* Page
┄┄┄┄┄┄

I think the biggest difference is that the internet exists now, and it’s a real thing. People do things on the internet; they have SaaS systems, they do stuff online… It’s less of an assumption that what you’re buying is the kind of unlocked version of the crappy open source thing. I think you call it crippleware… You see that a lot in databases and to some extent in operating systems traditionally. The real value in an open source world, and the value in an internet-connected world is in communities and in not having to have the teamwork in your company to build a lot of these things.

We use a ton of SaaS at npm. We use AWS, we use Joyent, we use Fastly… It would be completely impossible to build this business without leveraging all of those same things. I think when we imagine the stodgy old enterprises, even those are increasingly either selling services or selling very large support contracts. If you’re somebody like IBM or Ericsson and you’re selling something to a humongous, multinational oil company or the Department of Defense, or the water and power of Europe - these massive deals for huge infrastructure projects, like… Okay, yeah, that still happens. That’s gonna keep happening. But I think when we talk about open source business, we’re talking about a handful of different things that are somewhat dependent on what type of open source thing we’re talking about.

[36:10] Totally.

npm is a business built around a workflow which has been pioneered in an open source community, so we’re not really selling our open source thing; what we’re selling is some tools to make it easier to use this open source workflow, which is a little bit of like a subtle thing to wrap your head around. I think Sentry is a similar kind of thing, it’s an open source product; you can use it, you can have it. What you’re really selling is the service, and that’s a thing that is like “Yes, of course I will pay for that, because the alternative is I pay even more for it.”

┄┄┄┄┄┄

* What you need to do
A - In the talk on open source business, which services does the speaker say npm uses?
B - Carry on the talk on open source business, picking up after its last sentence.
The data after this is separate material, apart from the talk on open source business.

┄┄┄┄┄┄

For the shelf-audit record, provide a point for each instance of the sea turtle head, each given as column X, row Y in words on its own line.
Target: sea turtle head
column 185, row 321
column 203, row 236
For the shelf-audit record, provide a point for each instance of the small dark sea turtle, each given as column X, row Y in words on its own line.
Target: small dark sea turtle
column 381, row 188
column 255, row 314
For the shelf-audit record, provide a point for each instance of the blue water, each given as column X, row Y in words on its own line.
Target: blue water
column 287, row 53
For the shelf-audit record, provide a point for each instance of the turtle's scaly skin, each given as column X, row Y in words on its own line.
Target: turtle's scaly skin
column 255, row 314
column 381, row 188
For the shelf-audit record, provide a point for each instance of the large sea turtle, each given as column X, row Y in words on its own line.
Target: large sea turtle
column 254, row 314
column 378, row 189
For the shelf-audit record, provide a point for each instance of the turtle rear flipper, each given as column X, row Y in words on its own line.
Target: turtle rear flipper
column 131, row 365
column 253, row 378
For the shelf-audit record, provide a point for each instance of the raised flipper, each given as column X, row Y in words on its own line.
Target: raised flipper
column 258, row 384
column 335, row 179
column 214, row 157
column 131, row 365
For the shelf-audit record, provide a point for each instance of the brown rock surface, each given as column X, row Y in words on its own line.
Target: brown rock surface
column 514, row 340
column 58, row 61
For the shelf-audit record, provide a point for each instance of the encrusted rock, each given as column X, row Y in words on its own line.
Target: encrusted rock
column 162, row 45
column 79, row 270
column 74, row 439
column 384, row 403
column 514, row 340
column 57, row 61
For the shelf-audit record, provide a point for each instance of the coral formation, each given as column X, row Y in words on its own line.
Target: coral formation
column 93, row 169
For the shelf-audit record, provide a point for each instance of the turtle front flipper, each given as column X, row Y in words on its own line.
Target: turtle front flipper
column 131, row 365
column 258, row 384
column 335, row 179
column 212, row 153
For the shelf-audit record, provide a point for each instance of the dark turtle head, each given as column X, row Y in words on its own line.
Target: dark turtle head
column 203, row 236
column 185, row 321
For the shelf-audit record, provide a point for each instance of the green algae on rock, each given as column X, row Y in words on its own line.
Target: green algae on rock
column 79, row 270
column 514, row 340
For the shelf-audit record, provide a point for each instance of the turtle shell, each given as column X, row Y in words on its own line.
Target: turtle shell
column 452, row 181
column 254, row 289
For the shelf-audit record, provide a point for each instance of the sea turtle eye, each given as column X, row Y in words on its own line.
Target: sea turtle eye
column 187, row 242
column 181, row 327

┄┄┄┄┄┄

* Expected results
A - AWS, Joyent, Fastly

B -
Yeah, even the term “open source business” is not really actually a term; it’s like a business that might have a component to it that’s open source, but how that is monetized, or whether it’s even relevant to the business itself seems to vary a lot. A lot of companies now that are saying they’re an open source business or they open source a certain aspect of their products, and they do it for recruiting and they do it because they’re trying to build a platform and attract all these developers to it and whatever. Those things are I think very different from what npm or Sentry does.

Yeah, I agree with this whole ship that makes it more accessible - cloud services fundamentally - but I think the thing that really would make you think that npm or Sentry are these hot new open source ideas is because of the market that we’re going after. Both of us focus on the developer market. Not necessarily directly the enterprise market… We go through developers to get to the enterprise market, and that’s a significant change; that never used to exist. It never used to be that a developer at a big bank could run npm or Sentry internally and really drive the decision “We’re gonna pay for this.” It used to always be passed top-down. I think that’s the major change that we’re seeing, and that’s why there are companies like us and are going to be more companies like us going forward.

I think that’s a really great point. It kind of coincides with a lot of other things around more like bottom-up everything, instead of top-down.

Also, you mentioned you’re not sure if “open source business” is even a real term; that does not stop anybody from using it. [laughter] It absolutely is a thing that people say, and even use it in kind of ludicrous ways. Like, how can you open source-ify your business, which is a….

Oh, god…

It’s a real sentence I’ve heard a real human being utter. It’s challenging, right? I mean, not every business makes sense, and the role that open source plays in some businesses might not make sense. There’s a lot to be said for proprietary software; there’s a lot of proprietary software in the world, and we use a lot of it. But I think increasingly what’s happening is where almost anything that you would give to a customer is probably mostly open source, and anything that you’re gonna charge for is probably behind, running on your own infrastructure anyway. It’s just easier to build a business around that, I think.

Alright, we’re gonna take a short break and when we get back we’ll dig a little bit more into the open source side of things.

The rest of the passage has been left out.